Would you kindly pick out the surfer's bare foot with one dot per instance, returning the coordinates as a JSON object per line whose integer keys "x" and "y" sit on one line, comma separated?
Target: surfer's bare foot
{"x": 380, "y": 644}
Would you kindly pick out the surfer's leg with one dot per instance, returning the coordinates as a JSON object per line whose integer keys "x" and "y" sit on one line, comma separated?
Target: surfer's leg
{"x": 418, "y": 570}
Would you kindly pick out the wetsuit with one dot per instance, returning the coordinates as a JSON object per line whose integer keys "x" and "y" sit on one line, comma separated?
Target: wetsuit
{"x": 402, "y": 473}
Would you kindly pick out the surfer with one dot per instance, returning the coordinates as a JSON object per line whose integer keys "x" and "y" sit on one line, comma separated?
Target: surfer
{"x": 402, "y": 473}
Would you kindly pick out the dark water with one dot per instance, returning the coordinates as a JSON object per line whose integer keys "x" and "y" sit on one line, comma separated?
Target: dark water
++++++++++++++++++++
◆ Work to complete ◆
Can you turn the lines above, starting with the line that contains "Would you kindly pick out the wetsuit" and going on through the last line, into a JSON list of strings, one string per line, with blank lines left out?

◆ Result ◆
[
  "Would you kindly pick out the wetsuit with one dot per instance, returning the coordinates as a JSON object per line whose integer keys \"x\" and \"y\" sit on one line, comma separated?",
  "Target: wetsuit",
  "{\"x\": 402, \"y\": 473}",
  "Would you kindly pick out the surfer with one dot per instance, returning the coordinates as a JSON object per line whose integer keys \"x\" and \"y\" sit on one line, comma separated?",
  "Target: surfer",
  "{\"x\": 402, \"y\": 473}",
  "Would you kindly pick out the dark water with one dot per instance, returning the coordinates as a JSON object per line whose integer keys \"x\" and \"y\" sit on one line, comma separated?",
  "Target: dark water"
]